**Selected extract**
## BEGIN

MathExtras: avoid unnecessarily widening types

Several multi-argument functions unnecessarily widen types beyond the
argument types. Template'ize the functions, and use std::common_type_t
to avoid this, hence optimizing the functions. While at it, address
usage issues raised in #95087. One of the requirements of this patch is
to add overflow checks, and one caller in LoopVectorize is manually
widened (marked as TODO).

Author: artagnon

llvm/include/llvm/Support/MathExtras.h

@@ -23,6 +23,22 @@
 #include <type_traits>
 
 namespace llvm {
+/// Some template parameter helpers to optimize for bitwidth, for functions that
+/// take multiple arguments.
+
+// We can't verify signedness, since callers rely on implicit coercions to
+// signed/unsigned.
+template <typename T, typename U>
+using enableif_int =
+    std::enable_if_t<std::is_integral_v<T> && std::is_integral_v<U>>;
+
+// Use std::common_type_t to widen only up to the widest argument.
+template <typename T, typename U, typename = enableif_int<T, U>>
+using common_uint =
+    std::common_type_t<std::make_unsigned_t<T>, std::make_unsigned_t<U>>;
+template <typename T, typename U, typename = enableif_int<T, U>>
+using common_sint =
+    std::common_type_t<std::make_signed_t<T>, std::make_signed_t<U>>;
 
 /// Mathematical constants.
 namespace numbers {
@@ -346,7 +362,8 @@ inline unsigned Log2_64_Ceil(uint64_t Value) {
 
 /// A and B are either alignments or offsets. Return the minimum alignment that
 /// may be assumed after adding the two together.
-constexpr inline uint64_t MinAlign(uint64_t A, uint64_t B) {
+template <typename U, typename V, typename T = common_uint<U, V>>
+constexpr T MinAlign(U A, V B) {
   // The largest power of 2 that divides both A and B.
   //
   // Replace "-Value" by "1+~Value" in the following commented code to avoid
@@ -375,7 +392,7 @@ inline uint64_t PowerOf2Ceil(uint64_t A) {
   return UINT64_C(1) << Log2_64_Ceil(A);
 }
 
-/// Returns the next integer (mod 2**64) that is greater than or equal to
+/// Returns the next integer (mod 2**nbits) that is greater than or equal to
 /// \p Value and is a multiple of \p Align. \p Align must be non-zero.

## END

**Supplied material**
## BEGIN

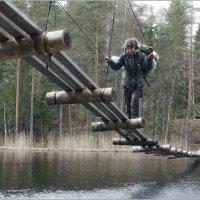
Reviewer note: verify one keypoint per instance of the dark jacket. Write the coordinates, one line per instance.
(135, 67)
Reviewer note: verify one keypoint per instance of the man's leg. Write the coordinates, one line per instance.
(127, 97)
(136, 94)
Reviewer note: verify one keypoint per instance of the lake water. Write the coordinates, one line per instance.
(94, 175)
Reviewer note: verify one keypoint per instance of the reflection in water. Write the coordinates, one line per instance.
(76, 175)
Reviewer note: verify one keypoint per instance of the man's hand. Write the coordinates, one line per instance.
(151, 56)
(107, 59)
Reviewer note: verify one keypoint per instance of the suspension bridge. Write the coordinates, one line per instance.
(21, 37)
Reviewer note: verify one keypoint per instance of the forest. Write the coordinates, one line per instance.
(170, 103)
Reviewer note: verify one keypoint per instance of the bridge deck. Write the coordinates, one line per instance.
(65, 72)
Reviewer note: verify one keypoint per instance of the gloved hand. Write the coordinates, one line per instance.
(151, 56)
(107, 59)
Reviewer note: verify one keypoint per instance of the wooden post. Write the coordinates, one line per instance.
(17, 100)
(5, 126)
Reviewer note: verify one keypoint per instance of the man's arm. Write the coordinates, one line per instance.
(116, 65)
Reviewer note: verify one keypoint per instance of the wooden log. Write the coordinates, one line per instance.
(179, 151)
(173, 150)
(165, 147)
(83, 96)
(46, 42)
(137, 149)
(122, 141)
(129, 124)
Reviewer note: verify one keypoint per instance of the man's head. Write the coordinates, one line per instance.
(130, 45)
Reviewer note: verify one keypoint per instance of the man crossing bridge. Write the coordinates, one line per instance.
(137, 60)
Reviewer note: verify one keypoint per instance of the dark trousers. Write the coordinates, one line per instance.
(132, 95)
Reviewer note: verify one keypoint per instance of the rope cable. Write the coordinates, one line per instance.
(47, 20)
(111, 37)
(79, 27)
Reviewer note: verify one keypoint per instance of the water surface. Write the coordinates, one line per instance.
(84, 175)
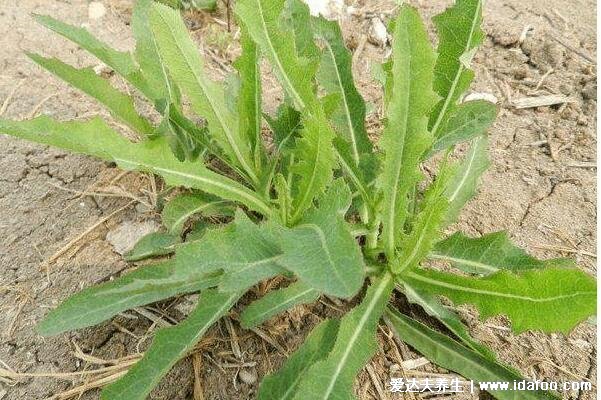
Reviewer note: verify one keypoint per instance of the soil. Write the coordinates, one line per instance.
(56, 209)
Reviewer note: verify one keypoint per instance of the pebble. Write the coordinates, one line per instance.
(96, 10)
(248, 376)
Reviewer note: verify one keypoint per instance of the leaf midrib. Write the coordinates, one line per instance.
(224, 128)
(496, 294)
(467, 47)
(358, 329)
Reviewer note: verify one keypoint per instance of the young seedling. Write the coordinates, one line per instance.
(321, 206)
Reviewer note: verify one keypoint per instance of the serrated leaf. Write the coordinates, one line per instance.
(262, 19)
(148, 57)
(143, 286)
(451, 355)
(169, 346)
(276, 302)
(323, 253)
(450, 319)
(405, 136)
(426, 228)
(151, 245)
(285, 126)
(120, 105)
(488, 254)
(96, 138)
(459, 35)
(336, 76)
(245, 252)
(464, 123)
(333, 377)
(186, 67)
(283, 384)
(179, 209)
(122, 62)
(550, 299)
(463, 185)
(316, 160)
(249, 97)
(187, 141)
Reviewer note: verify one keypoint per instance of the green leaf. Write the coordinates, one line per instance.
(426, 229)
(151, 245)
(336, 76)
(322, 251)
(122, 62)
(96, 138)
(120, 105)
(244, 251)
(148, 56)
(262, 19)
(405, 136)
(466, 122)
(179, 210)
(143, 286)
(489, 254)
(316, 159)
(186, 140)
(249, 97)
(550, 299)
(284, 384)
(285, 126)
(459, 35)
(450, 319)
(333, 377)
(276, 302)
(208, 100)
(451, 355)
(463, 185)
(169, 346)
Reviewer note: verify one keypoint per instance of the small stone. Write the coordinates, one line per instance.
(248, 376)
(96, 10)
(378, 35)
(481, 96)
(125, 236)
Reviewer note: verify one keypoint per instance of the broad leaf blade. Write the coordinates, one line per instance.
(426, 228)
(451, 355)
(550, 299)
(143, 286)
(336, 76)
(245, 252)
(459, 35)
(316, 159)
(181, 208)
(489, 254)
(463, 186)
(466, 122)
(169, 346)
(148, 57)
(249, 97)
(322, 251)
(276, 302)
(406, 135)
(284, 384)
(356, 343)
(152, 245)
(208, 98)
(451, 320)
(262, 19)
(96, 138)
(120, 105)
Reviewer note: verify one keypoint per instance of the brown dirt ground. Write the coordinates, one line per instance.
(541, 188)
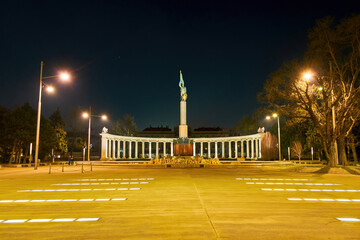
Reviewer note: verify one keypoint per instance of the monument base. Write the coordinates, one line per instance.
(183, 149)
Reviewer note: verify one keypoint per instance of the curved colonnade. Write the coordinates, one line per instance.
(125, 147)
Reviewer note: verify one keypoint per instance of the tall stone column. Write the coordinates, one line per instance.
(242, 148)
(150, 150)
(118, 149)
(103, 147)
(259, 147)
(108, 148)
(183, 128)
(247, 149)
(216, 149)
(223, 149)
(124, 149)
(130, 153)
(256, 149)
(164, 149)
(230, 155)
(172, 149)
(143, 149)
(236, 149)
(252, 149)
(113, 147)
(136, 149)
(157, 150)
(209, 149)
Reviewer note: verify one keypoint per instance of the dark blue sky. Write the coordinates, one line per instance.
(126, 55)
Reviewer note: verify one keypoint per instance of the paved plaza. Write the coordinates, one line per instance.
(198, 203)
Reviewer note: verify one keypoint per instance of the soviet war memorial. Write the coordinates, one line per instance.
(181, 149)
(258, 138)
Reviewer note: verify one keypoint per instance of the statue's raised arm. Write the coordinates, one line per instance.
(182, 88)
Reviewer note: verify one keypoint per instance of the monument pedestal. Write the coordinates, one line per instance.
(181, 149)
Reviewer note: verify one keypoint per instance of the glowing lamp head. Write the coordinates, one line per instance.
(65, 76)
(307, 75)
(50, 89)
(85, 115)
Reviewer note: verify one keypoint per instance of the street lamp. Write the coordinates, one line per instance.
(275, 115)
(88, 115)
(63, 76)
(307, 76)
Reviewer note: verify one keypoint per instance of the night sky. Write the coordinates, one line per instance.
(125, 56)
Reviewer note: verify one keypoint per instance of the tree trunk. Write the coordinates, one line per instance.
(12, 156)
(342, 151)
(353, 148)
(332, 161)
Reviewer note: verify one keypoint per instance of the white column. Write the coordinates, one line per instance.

## END

**Aim**
Put this sentence from the MathExtras commit into Spanish: "Several multi-argument functions unnecessarily widen types beyond the argument types." The rows are separate material, apart from the MathExtras commit.

**Response to the task**
Varias funciones con múltiples argumentos amplían innecesariamente los tipos más allá de los tipos de los argumentos.